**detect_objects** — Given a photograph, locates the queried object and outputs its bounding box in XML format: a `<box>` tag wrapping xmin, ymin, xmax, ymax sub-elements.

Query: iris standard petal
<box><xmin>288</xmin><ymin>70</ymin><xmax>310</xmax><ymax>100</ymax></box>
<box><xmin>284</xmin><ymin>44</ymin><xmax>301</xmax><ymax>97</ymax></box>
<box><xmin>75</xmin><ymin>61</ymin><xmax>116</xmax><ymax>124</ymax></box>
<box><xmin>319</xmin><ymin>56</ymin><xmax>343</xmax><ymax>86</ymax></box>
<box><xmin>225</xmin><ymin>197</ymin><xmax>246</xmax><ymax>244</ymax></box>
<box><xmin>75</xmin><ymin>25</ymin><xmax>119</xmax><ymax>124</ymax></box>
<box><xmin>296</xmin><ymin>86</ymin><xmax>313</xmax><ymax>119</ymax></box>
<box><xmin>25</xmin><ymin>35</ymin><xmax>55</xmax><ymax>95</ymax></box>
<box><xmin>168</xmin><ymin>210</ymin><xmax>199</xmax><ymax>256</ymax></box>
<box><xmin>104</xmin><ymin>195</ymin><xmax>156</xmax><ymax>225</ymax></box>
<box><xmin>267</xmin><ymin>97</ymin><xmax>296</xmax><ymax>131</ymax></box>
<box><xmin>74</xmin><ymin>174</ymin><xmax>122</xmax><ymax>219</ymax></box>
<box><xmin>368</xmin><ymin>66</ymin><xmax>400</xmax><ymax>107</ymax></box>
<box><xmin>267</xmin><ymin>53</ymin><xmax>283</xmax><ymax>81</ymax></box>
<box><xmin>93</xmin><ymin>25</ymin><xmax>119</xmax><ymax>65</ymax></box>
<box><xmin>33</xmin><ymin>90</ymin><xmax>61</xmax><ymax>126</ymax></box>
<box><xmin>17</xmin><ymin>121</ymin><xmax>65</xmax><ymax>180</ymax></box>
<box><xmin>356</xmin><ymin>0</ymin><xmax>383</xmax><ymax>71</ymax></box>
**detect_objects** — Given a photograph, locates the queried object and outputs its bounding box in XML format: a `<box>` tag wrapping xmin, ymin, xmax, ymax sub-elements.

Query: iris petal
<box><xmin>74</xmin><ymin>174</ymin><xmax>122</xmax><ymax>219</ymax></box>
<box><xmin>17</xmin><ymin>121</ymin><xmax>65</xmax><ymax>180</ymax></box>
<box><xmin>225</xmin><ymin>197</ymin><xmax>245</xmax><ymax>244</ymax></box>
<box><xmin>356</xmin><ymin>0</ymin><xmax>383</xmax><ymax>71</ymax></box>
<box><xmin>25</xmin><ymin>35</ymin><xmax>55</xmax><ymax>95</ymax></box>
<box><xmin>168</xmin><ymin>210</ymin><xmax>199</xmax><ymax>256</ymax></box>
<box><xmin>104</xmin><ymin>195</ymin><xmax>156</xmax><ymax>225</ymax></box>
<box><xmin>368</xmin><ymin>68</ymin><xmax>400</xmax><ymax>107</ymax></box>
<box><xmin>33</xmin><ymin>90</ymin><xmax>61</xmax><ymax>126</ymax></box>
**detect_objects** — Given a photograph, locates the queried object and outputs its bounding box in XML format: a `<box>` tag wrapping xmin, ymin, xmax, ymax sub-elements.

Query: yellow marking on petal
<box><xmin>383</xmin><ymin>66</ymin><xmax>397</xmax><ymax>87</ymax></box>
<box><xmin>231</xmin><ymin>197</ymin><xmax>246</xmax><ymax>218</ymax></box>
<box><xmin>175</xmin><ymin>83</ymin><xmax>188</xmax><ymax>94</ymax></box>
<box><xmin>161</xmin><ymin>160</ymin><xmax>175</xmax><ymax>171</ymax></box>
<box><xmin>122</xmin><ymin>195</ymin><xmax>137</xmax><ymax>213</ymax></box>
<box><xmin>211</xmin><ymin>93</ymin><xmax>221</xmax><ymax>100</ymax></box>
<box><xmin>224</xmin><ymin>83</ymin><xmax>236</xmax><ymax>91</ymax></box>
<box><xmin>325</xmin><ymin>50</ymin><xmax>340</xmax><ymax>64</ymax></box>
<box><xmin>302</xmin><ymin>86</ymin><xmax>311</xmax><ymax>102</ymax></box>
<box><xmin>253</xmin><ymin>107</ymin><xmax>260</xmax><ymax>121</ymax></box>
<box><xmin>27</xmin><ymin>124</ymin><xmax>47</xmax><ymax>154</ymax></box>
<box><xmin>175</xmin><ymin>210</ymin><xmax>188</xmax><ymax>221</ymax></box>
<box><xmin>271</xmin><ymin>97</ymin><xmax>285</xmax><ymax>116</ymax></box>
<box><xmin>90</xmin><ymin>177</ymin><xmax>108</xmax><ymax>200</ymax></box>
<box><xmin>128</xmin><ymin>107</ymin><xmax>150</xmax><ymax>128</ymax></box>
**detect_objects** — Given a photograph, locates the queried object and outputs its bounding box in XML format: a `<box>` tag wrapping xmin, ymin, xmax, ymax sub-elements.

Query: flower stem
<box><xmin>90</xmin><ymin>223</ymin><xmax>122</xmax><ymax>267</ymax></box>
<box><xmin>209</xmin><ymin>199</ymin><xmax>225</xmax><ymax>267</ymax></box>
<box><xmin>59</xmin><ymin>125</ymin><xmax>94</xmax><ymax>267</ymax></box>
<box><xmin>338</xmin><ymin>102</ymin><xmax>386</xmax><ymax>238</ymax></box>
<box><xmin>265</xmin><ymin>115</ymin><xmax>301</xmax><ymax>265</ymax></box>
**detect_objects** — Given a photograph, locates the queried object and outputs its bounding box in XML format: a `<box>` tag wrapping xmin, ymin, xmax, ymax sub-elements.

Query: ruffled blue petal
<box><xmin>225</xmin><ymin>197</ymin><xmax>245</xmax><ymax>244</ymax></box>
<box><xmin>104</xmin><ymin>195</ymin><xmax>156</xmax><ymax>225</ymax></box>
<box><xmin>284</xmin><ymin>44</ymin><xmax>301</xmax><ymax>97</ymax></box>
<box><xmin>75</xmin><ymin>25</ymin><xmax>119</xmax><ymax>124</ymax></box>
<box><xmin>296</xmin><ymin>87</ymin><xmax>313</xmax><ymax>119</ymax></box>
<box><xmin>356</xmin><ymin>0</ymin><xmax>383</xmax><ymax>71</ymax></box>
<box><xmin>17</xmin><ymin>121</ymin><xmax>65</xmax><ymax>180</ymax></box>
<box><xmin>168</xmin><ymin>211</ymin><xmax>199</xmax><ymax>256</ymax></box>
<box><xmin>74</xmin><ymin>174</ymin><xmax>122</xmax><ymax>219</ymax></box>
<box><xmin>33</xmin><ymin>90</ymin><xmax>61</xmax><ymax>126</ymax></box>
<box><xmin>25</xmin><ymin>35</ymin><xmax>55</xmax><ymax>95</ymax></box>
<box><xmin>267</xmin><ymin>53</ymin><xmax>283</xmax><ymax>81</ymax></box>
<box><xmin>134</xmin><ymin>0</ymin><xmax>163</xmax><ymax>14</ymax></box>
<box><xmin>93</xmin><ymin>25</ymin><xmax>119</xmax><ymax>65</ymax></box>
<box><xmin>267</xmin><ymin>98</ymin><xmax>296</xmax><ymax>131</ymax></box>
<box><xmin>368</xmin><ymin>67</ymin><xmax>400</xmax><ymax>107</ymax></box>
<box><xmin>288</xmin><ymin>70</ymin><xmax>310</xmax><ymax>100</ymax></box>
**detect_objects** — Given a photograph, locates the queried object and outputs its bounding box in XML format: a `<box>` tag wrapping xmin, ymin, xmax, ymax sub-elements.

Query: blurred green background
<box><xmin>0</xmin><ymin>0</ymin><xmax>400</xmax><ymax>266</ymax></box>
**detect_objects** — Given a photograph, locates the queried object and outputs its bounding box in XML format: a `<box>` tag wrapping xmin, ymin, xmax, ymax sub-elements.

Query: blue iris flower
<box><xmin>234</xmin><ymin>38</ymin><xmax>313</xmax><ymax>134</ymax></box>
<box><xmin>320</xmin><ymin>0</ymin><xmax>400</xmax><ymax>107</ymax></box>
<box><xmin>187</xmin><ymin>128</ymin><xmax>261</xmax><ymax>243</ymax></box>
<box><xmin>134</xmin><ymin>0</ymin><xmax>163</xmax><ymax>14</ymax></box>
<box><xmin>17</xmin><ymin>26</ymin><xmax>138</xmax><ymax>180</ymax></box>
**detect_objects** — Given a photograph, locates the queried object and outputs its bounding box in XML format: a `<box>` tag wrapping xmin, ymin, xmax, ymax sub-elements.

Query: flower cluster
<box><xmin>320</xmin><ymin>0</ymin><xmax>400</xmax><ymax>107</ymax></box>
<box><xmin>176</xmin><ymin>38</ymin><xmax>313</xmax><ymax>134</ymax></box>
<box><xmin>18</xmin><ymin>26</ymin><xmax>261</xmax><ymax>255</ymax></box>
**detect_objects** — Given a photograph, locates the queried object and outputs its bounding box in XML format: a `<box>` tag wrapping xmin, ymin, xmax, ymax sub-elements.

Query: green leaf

* _WRITTEN INSTRUCTION_
Could you gather every line of the data above that contains the string "green", matching case exactly?

* _RESPONSE TO THE EXERCISE_
Query: blurred green background
Query: green leaf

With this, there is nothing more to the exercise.